DATA Step, Macro, Functions and more

call symput within data _null_: multiple iterations

Accepted Solution Solved
Reply
Contributor fre
Contributor
Posts: 35
Accepted Solution

call symput within data _null_: multiple iterations

[ Edited ]

 

Hi,

 

I have a dataset "TABLES" which contains 100 rows and only 1 variable "name_dataset".

Each row contains the name of another SAS dataset.

 

I want to write a procedure which

- reads those 100 rows one by one, (read the name of the SAS dataset)

- via a macro, reads each dataset (one by one), do some modifications, and append the results to a master table.

 

Seems easy, but I'm a little bit stuck here. 

I thought that with the code below, it would do 100 iterations and at each iteration it would save the name of the dataset of the current iteration into a macrovariable and executes the macro that follows.(readOneFile).  But what it does, it takes only the last value (row 100) and only executes 1 time the macro.  So it's only 1 iteration if I understand well.  Does anybody knows in what way I have to modify my code so that i actually does 100 times the same, but each time with another dataset/table?

 

 

This is the code I have so far:

 

%macro readAllFiles(table_master=);

 

... some code, which works well ...

 

    data _null_;

      set test.TABLES;  /* TABLES contains 100 observations and only 1 field 'name_dataset' */

      call symput ('name_dataset', name_dataset);

      %readOneFile(lib=source,table_in=&name_dataset, table_out=temp_table)

# # # # #

» Task instructions
• 1. Reproduce the SAS forum post about call symput word for word, from "I have a dataset" to "the SAS dataset)".
• 2. Resume the SAS forum post about call symput from the point where it stops and carry it forward.

# # # # #

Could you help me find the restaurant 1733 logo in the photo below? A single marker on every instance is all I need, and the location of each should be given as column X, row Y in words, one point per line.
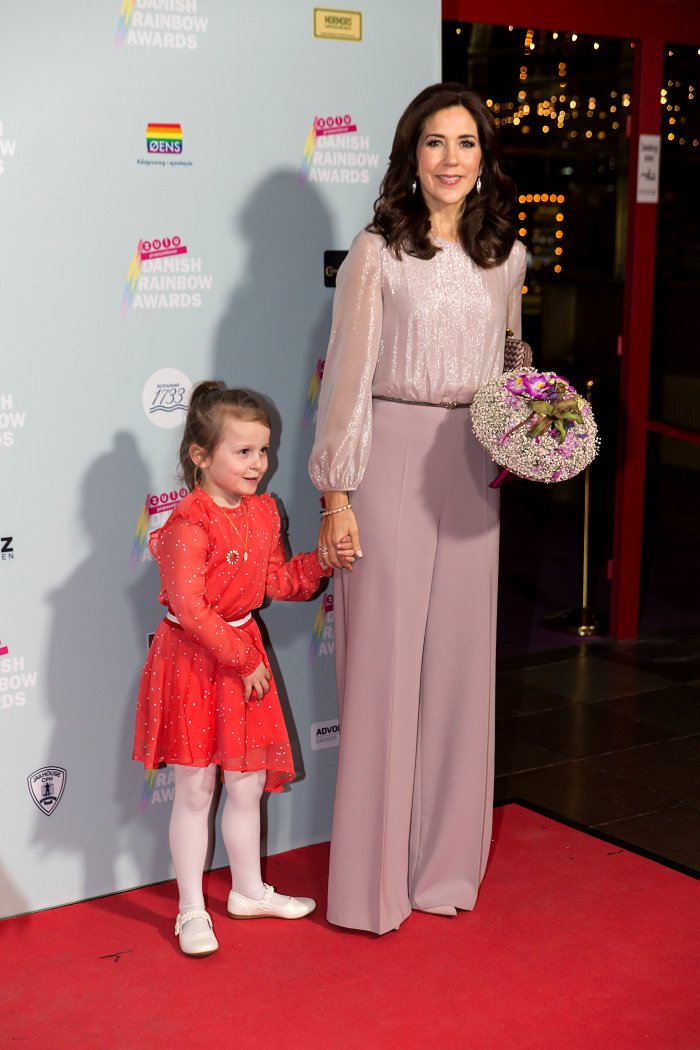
column 335, row 153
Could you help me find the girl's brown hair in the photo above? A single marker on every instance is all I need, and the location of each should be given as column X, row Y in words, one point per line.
column 211, row 406
column 402, row 215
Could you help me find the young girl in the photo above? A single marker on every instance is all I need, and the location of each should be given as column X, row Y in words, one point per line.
column 207, row 696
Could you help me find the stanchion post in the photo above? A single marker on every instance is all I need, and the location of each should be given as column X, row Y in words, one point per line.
column 581, row 620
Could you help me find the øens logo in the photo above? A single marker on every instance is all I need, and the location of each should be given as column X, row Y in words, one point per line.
column 174, row 23
column 164, row 139
column 46, row 788
column 156, row 269
column 9, row 420
column 158, row 786
column 334, row 154
column 6, row 149
column 153, row 513
column 312, row 396
column 323, row 638
column 324, row 734
column 163, row 143
column 165, row 397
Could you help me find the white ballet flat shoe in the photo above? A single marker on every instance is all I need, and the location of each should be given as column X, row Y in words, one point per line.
column 195, row 944
column 246, row 907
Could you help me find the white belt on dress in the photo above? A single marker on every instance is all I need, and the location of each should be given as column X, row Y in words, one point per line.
column 232, row 623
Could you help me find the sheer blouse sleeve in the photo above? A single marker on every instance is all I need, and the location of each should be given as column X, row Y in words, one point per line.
column 293, row 581
column 182, row 551
column 343, row 429
column 515, row 296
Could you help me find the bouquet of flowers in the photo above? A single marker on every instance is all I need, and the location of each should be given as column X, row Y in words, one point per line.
column 535, row 425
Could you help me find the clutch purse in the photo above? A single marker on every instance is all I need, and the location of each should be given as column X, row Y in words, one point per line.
column 516, row 353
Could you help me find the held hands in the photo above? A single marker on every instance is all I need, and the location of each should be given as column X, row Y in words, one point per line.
column 257, row 681
column 339, row 534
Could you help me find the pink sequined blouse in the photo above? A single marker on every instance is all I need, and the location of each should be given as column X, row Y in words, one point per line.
column 421, row 330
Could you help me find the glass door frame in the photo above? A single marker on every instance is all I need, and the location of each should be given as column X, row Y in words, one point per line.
column 651, row 28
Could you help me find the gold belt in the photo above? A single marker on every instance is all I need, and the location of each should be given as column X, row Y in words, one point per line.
column 426, row 404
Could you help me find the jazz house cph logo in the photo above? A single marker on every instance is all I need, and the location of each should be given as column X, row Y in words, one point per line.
column 160, row 278
column 160, row 23
column 46, row 788
column 154, row 512
column 333, row 153
column 323, row 638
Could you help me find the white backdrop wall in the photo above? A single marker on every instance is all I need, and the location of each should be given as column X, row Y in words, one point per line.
column 84, row 204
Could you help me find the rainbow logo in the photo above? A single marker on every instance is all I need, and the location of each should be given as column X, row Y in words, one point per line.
column 322, row 126
column 141, row 537
column 312, row 396
column 132, row 279
column 310, row 146
column 322, row 639
column 148, row 250
column 124, row 19
column 164, row 139
column 148, row 790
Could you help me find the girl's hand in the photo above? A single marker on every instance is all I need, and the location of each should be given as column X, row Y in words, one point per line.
column 339, row 532
column 257, row 681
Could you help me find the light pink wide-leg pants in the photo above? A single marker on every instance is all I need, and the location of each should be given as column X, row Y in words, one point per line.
column 415, row 629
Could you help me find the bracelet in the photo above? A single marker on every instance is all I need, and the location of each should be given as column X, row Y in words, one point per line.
column 346, row 506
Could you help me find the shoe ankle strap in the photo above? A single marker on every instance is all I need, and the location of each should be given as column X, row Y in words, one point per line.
column 193, row 914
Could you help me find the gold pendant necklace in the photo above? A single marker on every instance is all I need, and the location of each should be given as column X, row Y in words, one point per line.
column 233, row 555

# # # # #

» Answers in order
• 1.
I have a dataset "TABLES" which contains 100 rows and only 1 variable "name_dataset".

Each row contains the name of another SAS dataset.

 

I want to write a procedure which

- reads those 100 rows one by one, (read the name of the SAS dataset)

• 2.
      PROC APPEND BASE=&table_master(compress=yes) DATA=temp_table force;

      RUN;

      %delete_table(table=temp_table);

    run;

%mend;

 

%macro ReadOneFile (lib=,table_in=,table_out=);

... some code, which works well ...

%mend;

 

 

 


Accepted Solutions
Solution
‎10-16-2015 03:51 AM
Trusted Advisor
Posts: 1,932

Re: call symput within data _null_: multiple iterations

[ Edited ]

Here's a shorter method, where data _null_ reads all observations in test.tables

 

%macro readAllFiles(table_master=);
    data _null_;
        set test.tables end=eof;
        call symputx('name_dataset'||left(_n_),name_dataset);
        if eof then call symputx('nobs',_n_);
    run;
    %do ii=1 %to &nobs;
        %readOneFile(lib=source,table_in=&&name_dataset&ii,table_out=temp_table)
        proc append ...
        run; 
        %delete_table(table=temp_table)
    %end;
%mend;

 

View solution in original post


All Replies
Trusted Advisor
Posts: 1,932

Re: call symput within data _null_: multiple iterations

[ Edited ]


%macro ReadOneFile (lib=,table_in=,table_out=);

... some code, which works well ...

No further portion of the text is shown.